#### ŹRÓDŁO:
.....

Na punktach odżywczych zawsze jestem dobrym klientem. |
Na blogu jest mało wpisów, więc przekleiłem część wiadomości dla znajomego, który się o to pytał.
Co do odżywania, to ja mam taki problem, że nie mam problemów. Jem, piję co popadnie, więc nie zamulam się jednocześnie spożywanym żelem i izotonikiem. Moje doświadczenia są takie, że na każdej strefie biorę jeden bidon izotonika i jeden bidon wody. Izo jest do picia (generalnie zawsze mam nadmiar, więc przed wjechaniem do strefy żywienia w bidonie z przodu jest izo). Biorę nadmiar, bo jeśli w pewnym momencie wyleci mi bidon, to będę jechał przez 30 km o suchym pysku. Wodę biorę do polewania (jeśli jest gorąco) i do mycia rąk, które się lepią po tym jak leje izotonik do bidonu z przodu. Ew. woda jest jeśli będziesz potrzebować jakiegoś płynu, bo skończy się izo.

.....

#### SUROWE DANE:

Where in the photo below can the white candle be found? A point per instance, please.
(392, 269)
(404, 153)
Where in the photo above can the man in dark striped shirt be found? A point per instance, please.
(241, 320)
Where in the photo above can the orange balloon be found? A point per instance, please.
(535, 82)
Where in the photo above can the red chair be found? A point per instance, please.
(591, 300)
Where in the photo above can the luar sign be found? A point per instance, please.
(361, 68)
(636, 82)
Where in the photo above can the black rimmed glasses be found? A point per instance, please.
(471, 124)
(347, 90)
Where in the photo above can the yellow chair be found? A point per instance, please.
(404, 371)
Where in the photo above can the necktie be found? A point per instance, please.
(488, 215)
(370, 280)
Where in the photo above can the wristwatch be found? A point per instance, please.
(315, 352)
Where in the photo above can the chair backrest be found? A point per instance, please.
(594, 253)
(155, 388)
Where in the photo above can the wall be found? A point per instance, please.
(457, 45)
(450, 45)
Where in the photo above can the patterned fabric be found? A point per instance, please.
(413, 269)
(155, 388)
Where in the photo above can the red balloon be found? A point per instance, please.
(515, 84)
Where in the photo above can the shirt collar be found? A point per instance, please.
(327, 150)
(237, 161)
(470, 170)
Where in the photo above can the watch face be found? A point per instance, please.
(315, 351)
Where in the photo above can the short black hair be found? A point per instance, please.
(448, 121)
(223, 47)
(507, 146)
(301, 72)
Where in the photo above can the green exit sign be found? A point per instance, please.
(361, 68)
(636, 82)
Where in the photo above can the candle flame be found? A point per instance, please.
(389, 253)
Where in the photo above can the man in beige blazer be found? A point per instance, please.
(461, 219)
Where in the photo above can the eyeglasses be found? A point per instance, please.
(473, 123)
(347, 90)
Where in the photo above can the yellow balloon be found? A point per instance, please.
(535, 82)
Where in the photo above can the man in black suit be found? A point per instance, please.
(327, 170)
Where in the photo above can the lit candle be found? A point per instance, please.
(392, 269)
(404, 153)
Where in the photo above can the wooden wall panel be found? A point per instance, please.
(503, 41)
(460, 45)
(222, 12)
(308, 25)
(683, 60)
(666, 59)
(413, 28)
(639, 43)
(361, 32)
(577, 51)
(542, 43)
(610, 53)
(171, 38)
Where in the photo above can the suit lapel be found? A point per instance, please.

.....

#### CO ZROBIĆ:
Kontynuuj wpis o jedzeniu i piciu na punktach odżywczych, zaczynając zaraz po jego ostatnim zdaniu. Lista pochodzi z zupełnie innego źródła.

#### WYNIK:
Gorąc, to wróg. |
Co do jedzenia, to staram się jeść za dużo ... nie mam określonych proporcji, ale mniej więcej zjadam dwie rzeczy na 30 km. Może to być banan i żel. Żel łatwo wchodzi i nie ciąży na żołądku więc można brać jak leci. Najwyżej przytyjesz po zawodach, a nie schudniesz Raz na jakiś czas zajadam jakimś batonikiem (substytut kanapki z szynką). Tylko jego jest dość ciężko przegryźć, bo w japie sucho i nie je się tego najlepiej, ale raz na jakiś czas można.
Pamiętaj, że bidon zawsze może upaść. |
Więc generalnie izo i żele.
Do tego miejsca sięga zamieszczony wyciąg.